**Task description:** Reproduce the text on New Mexico's solitary confinement law in full, word for word.

**Page excerpt:**

In April 2019, newly elected New Mexico Governor Michelle Lujan Grisham signed House Bill 364, which limits the use of solitary confinement for certain prisoners housed in New Mexico Corrections Department (NMCD) facilities and requires more transparency when solitary is used. 

Former NMCD Secretary Gregg Marcantel had insisted that solitary confinement – a practice defined as detention in a cell for 22 hours or more a day without meaningful and sustained human interaction – was a needed tool to safely control prisoners. Placement in segregation could be for disciplinary, administrative or medical reasons, as well as for the prisoner’s own protection, with no limit on the amount of time he or she could be held. 

Due to these differing classifications and a lack of reporting requirements, reliable data on the NMCD’s use of solitary confinement was scarce. The agency cited statistics on the proportion of the prison population held in solitary that varied from 4% to 16% depending on who asked, according to the New Mexico Center on Law and Poverty (CLP) and the state chapter of the ACLU, which accused prison officials of misreporting the data. 

The NMCD said its reliance on solitary confinement had been reduced with the creation of separate housing units for sex offenders and former law enforcement officers. But those still held in isolation were at risk of serious adverse effects, according to Dr. Bianca McDermott, who once headed the NMCD’s Behavioral Health Bureau.

**Dataset entries:**
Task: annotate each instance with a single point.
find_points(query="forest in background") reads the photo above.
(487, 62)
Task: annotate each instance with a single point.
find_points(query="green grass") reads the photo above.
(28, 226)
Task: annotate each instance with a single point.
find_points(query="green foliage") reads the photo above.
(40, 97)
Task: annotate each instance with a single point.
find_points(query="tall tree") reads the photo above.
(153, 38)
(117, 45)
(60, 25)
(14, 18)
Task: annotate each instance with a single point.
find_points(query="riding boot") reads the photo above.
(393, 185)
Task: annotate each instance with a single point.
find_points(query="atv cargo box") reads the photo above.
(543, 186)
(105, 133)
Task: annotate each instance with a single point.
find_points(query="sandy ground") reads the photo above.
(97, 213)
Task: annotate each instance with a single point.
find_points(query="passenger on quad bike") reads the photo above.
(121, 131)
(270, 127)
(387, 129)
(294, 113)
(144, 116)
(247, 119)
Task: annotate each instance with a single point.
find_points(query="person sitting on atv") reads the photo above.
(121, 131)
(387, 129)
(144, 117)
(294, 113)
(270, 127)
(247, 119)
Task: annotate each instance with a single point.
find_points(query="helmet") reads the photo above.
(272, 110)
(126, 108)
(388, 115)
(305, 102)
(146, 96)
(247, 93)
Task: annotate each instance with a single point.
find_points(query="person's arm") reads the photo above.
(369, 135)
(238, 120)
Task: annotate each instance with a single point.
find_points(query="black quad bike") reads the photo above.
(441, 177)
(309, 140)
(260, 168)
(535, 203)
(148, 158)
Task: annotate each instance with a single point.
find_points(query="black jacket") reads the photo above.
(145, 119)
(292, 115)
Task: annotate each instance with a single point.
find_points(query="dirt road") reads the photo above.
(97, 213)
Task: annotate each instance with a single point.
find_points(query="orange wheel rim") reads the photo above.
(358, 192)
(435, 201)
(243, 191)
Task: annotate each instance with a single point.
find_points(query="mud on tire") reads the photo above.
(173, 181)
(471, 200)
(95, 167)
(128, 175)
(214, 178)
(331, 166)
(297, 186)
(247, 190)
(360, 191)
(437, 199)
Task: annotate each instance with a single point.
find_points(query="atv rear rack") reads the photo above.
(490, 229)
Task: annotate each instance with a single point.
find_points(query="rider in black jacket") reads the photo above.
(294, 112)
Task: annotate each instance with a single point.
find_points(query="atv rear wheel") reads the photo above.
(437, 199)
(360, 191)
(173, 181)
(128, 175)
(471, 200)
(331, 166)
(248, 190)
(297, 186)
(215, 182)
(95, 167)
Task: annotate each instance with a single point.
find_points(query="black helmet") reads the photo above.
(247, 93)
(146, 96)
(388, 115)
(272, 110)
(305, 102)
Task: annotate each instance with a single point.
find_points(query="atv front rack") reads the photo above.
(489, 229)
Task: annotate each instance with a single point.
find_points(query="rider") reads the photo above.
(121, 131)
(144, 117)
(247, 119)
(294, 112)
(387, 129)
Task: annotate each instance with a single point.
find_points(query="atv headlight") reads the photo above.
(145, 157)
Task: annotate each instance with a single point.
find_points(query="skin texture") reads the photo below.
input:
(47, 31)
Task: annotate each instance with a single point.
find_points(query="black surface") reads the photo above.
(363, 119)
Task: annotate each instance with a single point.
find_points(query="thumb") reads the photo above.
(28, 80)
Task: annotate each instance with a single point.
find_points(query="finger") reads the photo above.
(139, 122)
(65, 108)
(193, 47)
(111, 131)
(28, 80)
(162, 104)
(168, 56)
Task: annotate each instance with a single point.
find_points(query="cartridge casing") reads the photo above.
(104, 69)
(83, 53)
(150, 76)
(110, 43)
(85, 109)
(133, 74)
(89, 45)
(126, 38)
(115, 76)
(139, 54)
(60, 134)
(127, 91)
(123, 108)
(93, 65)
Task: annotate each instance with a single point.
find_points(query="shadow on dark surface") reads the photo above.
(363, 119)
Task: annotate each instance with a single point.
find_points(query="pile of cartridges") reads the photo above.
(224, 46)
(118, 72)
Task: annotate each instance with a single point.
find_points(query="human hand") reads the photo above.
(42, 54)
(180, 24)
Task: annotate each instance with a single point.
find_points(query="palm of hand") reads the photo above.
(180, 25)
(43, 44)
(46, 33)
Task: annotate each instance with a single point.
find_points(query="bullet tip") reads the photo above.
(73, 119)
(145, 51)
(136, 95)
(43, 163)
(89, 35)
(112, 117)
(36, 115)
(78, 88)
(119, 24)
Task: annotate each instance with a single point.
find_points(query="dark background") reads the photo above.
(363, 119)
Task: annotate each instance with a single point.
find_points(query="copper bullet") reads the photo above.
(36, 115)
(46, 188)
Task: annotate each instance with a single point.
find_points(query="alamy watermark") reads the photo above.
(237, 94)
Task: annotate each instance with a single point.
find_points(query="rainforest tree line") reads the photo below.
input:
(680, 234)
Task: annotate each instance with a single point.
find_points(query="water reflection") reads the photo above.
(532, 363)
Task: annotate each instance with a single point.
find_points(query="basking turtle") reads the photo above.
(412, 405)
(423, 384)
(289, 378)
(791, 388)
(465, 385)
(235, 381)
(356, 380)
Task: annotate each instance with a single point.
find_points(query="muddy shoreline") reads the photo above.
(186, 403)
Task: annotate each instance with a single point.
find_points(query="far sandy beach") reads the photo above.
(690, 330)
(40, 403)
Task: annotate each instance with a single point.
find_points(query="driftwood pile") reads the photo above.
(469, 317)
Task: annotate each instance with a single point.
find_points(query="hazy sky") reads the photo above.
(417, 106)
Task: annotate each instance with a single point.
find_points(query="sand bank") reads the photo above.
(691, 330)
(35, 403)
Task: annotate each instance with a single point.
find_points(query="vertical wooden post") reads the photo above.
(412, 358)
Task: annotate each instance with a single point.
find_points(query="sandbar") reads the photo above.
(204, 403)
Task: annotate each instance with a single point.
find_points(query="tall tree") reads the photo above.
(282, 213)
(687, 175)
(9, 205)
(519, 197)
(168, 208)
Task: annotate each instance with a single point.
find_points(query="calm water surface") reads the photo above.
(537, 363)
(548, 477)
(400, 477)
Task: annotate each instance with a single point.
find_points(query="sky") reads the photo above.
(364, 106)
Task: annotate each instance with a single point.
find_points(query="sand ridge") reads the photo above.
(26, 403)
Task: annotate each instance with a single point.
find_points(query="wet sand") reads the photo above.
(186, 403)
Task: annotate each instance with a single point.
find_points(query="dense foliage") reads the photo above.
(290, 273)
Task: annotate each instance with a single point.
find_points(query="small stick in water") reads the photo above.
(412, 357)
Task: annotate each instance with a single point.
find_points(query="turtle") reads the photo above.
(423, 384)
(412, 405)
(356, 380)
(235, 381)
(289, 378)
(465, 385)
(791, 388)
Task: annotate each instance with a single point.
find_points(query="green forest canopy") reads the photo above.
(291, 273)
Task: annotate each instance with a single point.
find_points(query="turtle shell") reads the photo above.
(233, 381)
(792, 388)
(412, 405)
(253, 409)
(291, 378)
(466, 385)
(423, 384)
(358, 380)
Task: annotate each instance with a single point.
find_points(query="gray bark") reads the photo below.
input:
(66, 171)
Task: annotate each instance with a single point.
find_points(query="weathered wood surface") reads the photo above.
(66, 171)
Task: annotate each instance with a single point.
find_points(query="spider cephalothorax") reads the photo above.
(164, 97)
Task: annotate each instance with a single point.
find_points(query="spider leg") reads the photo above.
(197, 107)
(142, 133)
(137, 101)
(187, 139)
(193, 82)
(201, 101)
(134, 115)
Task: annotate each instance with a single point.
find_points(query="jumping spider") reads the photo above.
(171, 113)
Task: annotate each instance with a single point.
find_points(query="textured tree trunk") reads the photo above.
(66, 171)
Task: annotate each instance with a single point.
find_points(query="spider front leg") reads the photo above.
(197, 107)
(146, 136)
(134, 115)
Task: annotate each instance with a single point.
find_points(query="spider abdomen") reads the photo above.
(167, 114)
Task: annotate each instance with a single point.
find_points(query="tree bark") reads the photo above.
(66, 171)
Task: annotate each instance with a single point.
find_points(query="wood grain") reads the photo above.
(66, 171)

**Written response:**
In April 2019, newly elected New Mexico Governor Michelle Lujan Grisham signed House Bill 364, which limits the use of solitary confinement for certain prisoners housed in New Mexico Corrections Department (NMCD) facilities and requires more transparency when solitary is used. 

Former NMCD Secretary Gregg Marcantel had insisted that solitary confinement – a practice defined as detention in a cell for 22 hours or more a day without meaningful and sustained human interaction – was a needed tool to safely control prisoners. Placement in segregation could be for disciplinary, administrative or medical reasons, as well as for the prisoner’s own protection, with no limit on the amount of time he or she could be held. 

Due to these differing classifications and a lack of reporting requirements, reliable data on the NMCD’s use of solitary confinement was scarce. The agency cited statistics on the proportion of the prison population held in solitary that varied from 4% to 16% depending on who asked, according to the New Mexico Center on Law and Poverty (CLP) and the state chapter of the ACLU, which accused prison officials of misreporting the data. 

The NMCD said its reliance on solitary confinement had been reduced with the creation of separate housing units for sex offenders and former law enforcement officers. But those still held in isolation were at risk of serious adverse effects, according to Dr. Bianca McDermott, who once headed the NMCD’s Behavioral Health Bureau.